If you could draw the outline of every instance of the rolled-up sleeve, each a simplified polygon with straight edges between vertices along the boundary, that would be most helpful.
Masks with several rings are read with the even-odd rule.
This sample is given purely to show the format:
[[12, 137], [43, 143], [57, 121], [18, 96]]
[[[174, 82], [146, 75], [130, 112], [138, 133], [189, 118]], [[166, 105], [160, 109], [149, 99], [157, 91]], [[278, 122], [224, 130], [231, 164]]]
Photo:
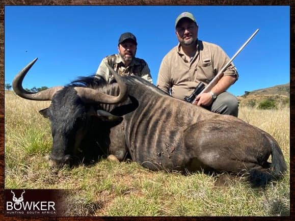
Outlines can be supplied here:
[[165, 56], [160, 65], [157, 80], [157, 87], [167, 94], [170, 94], [171, 87], [171, 79], [170, 72], [167, 64], [167, 57]]
[[[225, 52], [220, 47], [217, 46], [217, 51], [212, 53], [214, 62], [213, 68], [216, 70], [217, 74], [219, 72], [226, 64], [229, 61], [230, 59]], [[223, 72], [223, 76], [231, 76], [235, 78], [235, 82], [238, 78], [238, 73], [236, 68], [233, 62], [231, 62], [228, 67]]]
[[151, 76], [150, 70], [148, 65], [147, 65], [144, 67], [141, 71], [141, 77], [148, 81], [153, 84], [153, 80]]

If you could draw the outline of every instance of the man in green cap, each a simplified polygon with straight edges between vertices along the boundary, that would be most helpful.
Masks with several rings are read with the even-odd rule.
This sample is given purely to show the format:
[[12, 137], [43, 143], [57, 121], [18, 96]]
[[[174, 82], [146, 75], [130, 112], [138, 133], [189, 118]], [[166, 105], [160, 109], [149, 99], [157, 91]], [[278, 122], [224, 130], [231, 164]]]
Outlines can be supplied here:
[[119, 53], [109, 56], [102, 59], [96, 71], [96, 76], [101, 77], [110, 83], [114, 76], [105, 65], [108, 63], [120, 75], [138, 76], [152, 84], [150, 69], [143, 59], [135, 57], [137, 41], [130, 32], [123, 33], [119, 39]]
[[[198, 27], [191, 13], [183, 12], [177, 17], [175, 33], [179, 43], [164, 57], [158, 74], [157, 86], [182, 100], [200, 81], [207, 85], [230, 60], [218, 45], [198, 39]], [[195, 104], [212, 112], [237, 117], [237, 99], [226, 91], [238, 77], [232, 63], [210, 92], [196, 97]]]

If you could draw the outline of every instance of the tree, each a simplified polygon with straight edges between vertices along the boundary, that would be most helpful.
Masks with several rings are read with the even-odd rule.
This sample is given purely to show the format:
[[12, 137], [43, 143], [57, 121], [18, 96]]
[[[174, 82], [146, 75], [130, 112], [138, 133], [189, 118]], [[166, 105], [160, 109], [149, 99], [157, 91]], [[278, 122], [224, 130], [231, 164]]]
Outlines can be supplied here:
[[5, 89], [8, 91], [10, 91], [12, 88], [12, 86], [10, 85], [10, 84], [7, 83], [5, 84]]

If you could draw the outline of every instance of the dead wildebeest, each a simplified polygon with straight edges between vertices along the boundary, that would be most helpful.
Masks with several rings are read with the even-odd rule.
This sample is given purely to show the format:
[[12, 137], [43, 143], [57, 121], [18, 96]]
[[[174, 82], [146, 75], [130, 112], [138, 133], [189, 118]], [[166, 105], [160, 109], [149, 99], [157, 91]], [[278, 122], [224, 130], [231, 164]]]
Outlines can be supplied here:
[[40, 113], [51, 123], [49, 158], [56, 167], [70, 163], [94, 136], [105, 153], [120, 160], [128, 153], [153, 170], [247, 174], [256, 186], [286, 170], [281, 149], [266, 132], [174, 98], [140, 78], [121, 77], [110, 67], [117, 82], [92, 76], [64, 87], [25, 91], [23, 79], [36, 60], [17, 75], [13, 90], [25, 99], [51, 100]]

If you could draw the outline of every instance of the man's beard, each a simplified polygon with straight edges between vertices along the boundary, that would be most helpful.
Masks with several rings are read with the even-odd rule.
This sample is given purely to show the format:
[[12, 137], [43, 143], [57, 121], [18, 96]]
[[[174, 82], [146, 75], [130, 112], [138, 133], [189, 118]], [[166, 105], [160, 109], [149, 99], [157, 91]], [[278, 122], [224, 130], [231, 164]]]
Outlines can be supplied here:
[[182, 44], [183, 45], [189, 46], [193, 44], [196, 41], [193, 38], [191, 38], [188, 40], [183, 40], [182, 41]]
[[126, 56], [125, 55], [125, 54], [124, 53], [120, 53], [120, 55], [121, 56], [121, 57], [123, 59], [123, 60], [126, 62], [131, 62], [132, 60], [133, 60], [133, 59], [134, 58], [134, 56], [132, 55], [131, 57], [126, 57]]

● Brief
Rewrite all the items above with every "simplified polygon" swapped for "rough polygon" and nothing else changed. Leave the pictures out.

● Solved exercise
If you could draw the outline of every instance of the rolled-up sleeve, each a rough polygon with straight edges between vertices along the boundary, that would be most helpful.
Masks with several rings are read with the even-odd rule.
This sample is given purely to show the format:
[[12, 137], [43, 143], [57, 121], [18, 96]]
[[[174, 82], [146, 75], [130, 112], [138, 133], [189, 118]], [[166, 105], [160, 109], [149, 99], [157, 91]], [[278, 122], [224, 130], [231, 164]]]
Photo:
Outlines can be supplied here:
[[165, 56], [160, 65], [157, 80], [157, 87], [167, 94], [170, 94], [171, 87], [171, 79], [170, 72], [167, 64], [167, 57]]
[[[225, 52], [220, 47], [217, 46], [217, 51], [212, 53], [214, 62], [213, 68], [216, 70], [217, 74], [219, 72], [226, 64], [229, 61], [230, 59]], [[223, 72], [223, 76], [231, 76], [235, 78], [235, 82], [238, 78], [238, 73], [236, 68], [233, 62], [231, 62], [228, 67]]]
[[151, 76], [150, 70], [148, 65], [147, 65], [144, 67], [141, 71], [141, 77], [148, 81], [153, 84], [153, 80]]

If you could draw the outline of every instance of the man in green cap, each a rough polygon with straight edges between vertices along the boundary, that would be most helpful.
Masks with several rings are read with the even-odd rule.
This sample is given purely to show the format:
[[12, 137], [43, 143], [57, 121], [18, 96]]
[[[174, 82], [146, 75], [130, 112], [138, 133], [189, 118]], [[166, 105], [160, 109], [149, 99], [157, 91]], [[278, 122], [224, 130], [231, 164]]]
Outlines can be supplied here:
[[119, 53], [109, 56], [102, 59], [96, 71], [96, 76], [101, 77], [110, 83], [114, 76], [105, 65], [108, 63], [120, 75], [138, 76], [152, 84], [150, 69], [143, 59], [135, 57], [137, 41], [130, 32], [123, 33], [119, 39]]
[[[198, 27], [191, 13], [183, 12], [177, 17], [175, 33], [179, 43], [164, 57], [158, 74], [157, 86], [182, 100], [200, 81], [207, 85], [230, 60], [218, 45], [198, 39]], [[195, 104], [212, 112], [237, 117], [237, 99], [226, 91], [238, 77], [232, 63], [210, 92], [196, 97]]]

If you could draw the outline of every instance of the tree, each a rough polygon with straight edges between vertices along the boundary, that would be most helpful.
Masks with several rings are read with the even-odd rule.
This sample is given purely to show the format:
[[12, 137], [43, 143], [57, 121], [18, 96]]
[[[174, 82], [146, 75], [130, 112], [138, 133], [189, 118]], [[166, 105], [160, 109], [149, 99], [157, 91]], [[278, 122], [224, 130], [231, 164]]]
Outlines can be supplied here:
[[5, 89], [8, 91], [10, 91], [12, 88], [12, 86], [10, 85], [10, 84], [7, 83], [5, 84]]

If you could draw the outline of every instance of the dead wildebeest, each a rough polygon with straight edges between vertices along the boundary, that would be most helpful.
Masks with several rings are read with the even-odd rule.
This sample is given purely to show the format:
[[12, 137], [43, 143], [57, 121], [18, 96]]
[[[174, 82], [146, 75], [130, 112], [138, 133], [189, 118]], [[166, 105], [160, 109], [149, 99], [157, 91]], [[278, 122], [224, 130], [231, 164]]]
Outlines can be supplied here:
[[40, 113], [51, 123], [49, 158], [56, 167], [70, 163], [94, 136], [105, 153], [120, 160], [128, 153], [153, 170], [247, 174], [256, 186], [286, 170], [281, 149], [266, 132], [174, 98], [140, 78], [121, 77], [110, 67], [117, 82], [92, 76], [64, 87], [25, 91], [23, 79], [36, 60], [17, 75], [13, 90], [25, 99], [51, 100]]

If you could draw the outline of every instance of the man's beard, each a rough polygon with straight edges between vertices along the boundary, that would be most helpful.
Masks with several rings are read with the even-odd rule.
This sample is given purely to show the format:
[[12, 137], [43, 143], [57, 121], [18, 96]]
[[[174, 82], [146, 75], [130, 112], [138, 133], [189, 118]], [[166, 105], [160, 109], [149, 99], [157, 91]], [[278, 122], [224, 130], [231, 164]]]
Outlines can be supplied here:
[[182, 44], [183, 45], [189, 46], [193, 44], [196, 41], [193, 38], [191, 38], [188, 40], [183, 40], [182, 41]]
[[126, 56], [125, 55], [125, 54], [124, 53], [120, 53], [120, 55], [121, 56], [121, 57], [123, 59], [123, 60], [126, 62], [131, 62], [132, 60], [133, 60], [133, 59], [134, 58], [134, 56], [132, 55], [131, 57], [126, 57]]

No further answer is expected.